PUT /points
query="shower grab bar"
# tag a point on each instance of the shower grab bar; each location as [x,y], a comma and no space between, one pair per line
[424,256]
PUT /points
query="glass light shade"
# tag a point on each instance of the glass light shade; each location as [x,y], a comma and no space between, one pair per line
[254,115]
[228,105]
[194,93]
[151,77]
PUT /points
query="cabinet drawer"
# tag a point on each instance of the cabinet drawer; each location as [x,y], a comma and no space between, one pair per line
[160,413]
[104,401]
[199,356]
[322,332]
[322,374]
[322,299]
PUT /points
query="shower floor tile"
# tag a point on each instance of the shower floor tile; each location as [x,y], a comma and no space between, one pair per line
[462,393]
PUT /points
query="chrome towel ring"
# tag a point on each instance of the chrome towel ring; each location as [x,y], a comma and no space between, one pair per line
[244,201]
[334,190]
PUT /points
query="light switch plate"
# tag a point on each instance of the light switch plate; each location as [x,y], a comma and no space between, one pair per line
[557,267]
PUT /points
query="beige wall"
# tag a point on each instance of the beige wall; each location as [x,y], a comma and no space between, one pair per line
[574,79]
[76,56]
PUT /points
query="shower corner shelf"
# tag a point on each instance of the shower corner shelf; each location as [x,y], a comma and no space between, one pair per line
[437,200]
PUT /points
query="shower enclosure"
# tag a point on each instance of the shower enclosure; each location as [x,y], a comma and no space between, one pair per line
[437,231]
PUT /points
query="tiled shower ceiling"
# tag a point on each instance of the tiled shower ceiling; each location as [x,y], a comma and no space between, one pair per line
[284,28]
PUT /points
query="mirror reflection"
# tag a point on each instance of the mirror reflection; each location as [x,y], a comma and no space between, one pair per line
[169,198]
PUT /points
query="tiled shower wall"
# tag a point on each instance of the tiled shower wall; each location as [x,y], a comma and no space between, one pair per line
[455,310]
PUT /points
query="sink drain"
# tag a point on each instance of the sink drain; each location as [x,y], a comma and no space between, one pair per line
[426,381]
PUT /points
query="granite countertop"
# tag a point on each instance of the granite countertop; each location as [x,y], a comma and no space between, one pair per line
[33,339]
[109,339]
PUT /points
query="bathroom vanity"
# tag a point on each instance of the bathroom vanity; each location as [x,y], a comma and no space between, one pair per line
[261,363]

□ □ □ □ □

## WORK ORDER
Retype the whole listing above exactly.

## THE COMPLETED TASK
PUT /points
query="shower grab bar"
# tag a point on each instance of the shower grab bar; each location as [x,y], a comma and no space between, one pair per line
[424,256]
PUT /points
query="glass light shade"
# tag a point on each instance of the glass light shade; each location as [x,y], a comma and no space between, one pair per line
[254,115]
[228,105]
[194,93]
[151,77]
PUT /points
query="cabinet drawer"
# tag a point on each instance of the cabinet drawer; each location as [x,y], a comma and no space between, one pair per line
[160,413]
[104,401]
[199,356]
[322,332]
[322,374]
[322,299]
PUT /points
query="shower floor tile"
# tag a point on each instance of the shower floor tile; each location as [x,y], a comma and no space between, one pair per line
[462,393]
PUT /points
query="chrome towel ring"
# tag a point on each instance of the chrome towel ring; each location as [x,y], a comma and no space between, one pair per line
[244,201]
[334,190]
PUT /points
query="light switch plate"
# tag a point on each instance of the light switch plate; each location as [x,y], a comma and no space between, one pair per line
[557,267]
PUT /points
query="beige wall"
# tag a point on each instance of the beige wall; each location as [x,y], a comma and no space between, one pair per line
[574,79]
[76,56]
PUT /points
query="shower corner shelf"
# tag a point on each instance of the shower corner shelf; each location as [x,y], a comma and no space between, one pair per line
[437,200]
PUT /points
query="shower enclosure"
# tag a point on each instance of the shower enclosure; each location as [x,y], a comma and no space between, one pair per line
[437,231]
PUT /points
query="tiled shower ceiling"
# tag a point on each instance of the tiled shower ceiling; each location as [x,y], a comma and no space between, one pair per line
[284,28]
PUT /points
query="mirror reflection"
# tag a point on each instance of the mirror reflection; each location as [x,y], a comma and no space between, one pair per line
[169,198]
PUT /points
query="tiled shower wall"
# tag a point on each instance of the tiled shower wall; each location as [x,y], a comma and no space between, one pair per line
[455,310]
PUT /points
query="sink drain"
# tag a point on each instance of the sink drain; each location as [x,y], a comma and no space between, one pair per line
[426,381]
PUT /points
query="granite countertop"
# tag a point on each instance of the granite countertop; each location as [x,y], a comma and no space between, one pair per line
[33,339]
[109,339]
PUT /points
query="bathroom vanity"
# tag a point on each instance of the bathroom vanity; each location as [x,y], a comma and no space between, one pair per line
[261,363]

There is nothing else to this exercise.